===== THE INPUT
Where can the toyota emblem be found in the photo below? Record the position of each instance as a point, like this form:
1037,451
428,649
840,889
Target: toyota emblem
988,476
==========
Print every record exactly as it was given.

Where can the toyota emblem be found in the photo below? Record the position of each instance as a point, like this form:
1037,451
428,649
840,889
Target: toyota emblem
988,476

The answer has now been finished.